Dataset rows:
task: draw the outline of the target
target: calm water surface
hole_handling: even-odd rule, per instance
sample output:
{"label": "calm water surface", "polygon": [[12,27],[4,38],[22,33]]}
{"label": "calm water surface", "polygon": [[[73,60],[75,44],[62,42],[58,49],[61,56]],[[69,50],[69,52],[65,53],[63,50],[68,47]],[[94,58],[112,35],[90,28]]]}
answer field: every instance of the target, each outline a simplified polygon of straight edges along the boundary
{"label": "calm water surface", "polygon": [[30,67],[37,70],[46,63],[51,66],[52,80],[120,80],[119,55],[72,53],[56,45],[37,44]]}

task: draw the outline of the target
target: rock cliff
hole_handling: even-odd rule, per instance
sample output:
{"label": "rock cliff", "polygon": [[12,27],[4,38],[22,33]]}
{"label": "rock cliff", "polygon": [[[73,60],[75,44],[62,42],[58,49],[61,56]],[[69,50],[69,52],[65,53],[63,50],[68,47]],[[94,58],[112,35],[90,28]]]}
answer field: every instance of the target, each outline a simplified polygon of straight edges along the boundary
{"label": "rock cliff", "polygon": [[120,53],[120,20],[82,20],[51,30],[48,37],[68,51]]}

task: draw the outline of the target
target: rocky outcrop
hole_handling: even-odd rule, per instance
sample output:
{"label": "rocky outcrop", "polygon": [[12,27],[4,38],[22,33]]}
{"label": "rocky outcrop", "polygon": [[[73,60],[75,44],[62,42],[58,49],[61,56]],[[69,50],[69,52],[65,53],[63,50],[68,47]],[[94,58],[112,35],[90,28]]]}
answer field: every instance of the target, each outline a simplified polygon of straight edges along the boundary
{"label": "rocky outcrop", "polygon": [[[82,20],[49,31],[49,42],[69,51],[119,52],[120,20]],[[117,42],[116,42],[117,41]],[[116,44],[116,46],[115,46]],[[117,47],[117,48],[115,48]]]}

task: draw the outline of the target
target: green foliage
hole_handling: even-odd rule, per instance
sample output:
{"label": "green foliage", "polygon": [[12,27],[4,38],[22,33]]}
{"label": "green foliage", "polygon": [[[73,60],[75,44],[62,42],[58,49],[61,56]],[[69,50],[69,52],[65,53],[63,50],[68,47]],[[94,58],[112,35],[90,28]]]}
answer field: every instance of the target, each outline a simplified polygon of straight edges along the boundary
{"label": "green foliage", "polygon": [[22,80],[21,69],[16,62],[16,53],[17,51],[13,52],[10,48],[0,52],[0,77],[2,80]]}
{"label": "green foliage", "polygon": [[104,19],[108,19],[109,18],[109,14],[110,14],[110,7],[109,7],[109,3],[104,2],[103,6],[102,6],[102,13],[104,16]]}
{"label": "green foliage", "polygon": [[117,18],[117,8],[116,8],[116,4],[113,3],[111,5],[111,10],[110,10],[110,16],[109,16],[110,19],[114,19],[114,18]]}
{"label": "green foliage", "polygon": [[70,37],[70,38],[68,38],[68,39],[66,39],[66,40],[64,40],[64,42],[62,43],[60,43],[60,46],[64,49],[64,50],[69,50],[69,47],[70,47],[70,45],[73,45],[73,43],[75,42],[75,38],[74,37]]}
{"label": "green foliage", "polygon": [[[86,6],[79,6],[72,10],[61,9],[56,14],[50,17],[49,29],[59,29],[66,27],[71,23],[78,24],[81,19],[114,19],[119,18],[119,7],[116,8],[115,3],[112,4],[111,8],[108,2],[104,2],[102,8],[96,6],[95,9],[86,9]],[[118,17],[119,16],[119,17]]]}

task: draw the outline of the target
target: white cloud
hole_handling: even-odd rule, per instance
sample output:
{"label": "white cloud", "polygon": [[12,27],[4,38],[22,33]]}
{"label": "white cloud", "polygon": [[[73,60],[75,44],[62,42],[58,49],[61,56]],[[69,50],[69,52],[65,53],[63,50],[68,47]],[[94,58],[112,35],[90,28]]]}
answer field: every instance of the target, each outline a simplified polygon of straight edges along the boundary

**Problem description:** Show every line of the records above that contains the string "white", copied in full.

**Written response:**
target: white cloud
{"label": "white cloud", "polygon": [[12,27],[4,38],[22,33]]}
{"label": "white cloud", "polygon": [[[73,60],[75,44],[62,42],[58,49],[61,56]],[[69,50],[69,52],[65,53],[63,50],[68,47]],[[94,58],[112,35],[90,28]]]}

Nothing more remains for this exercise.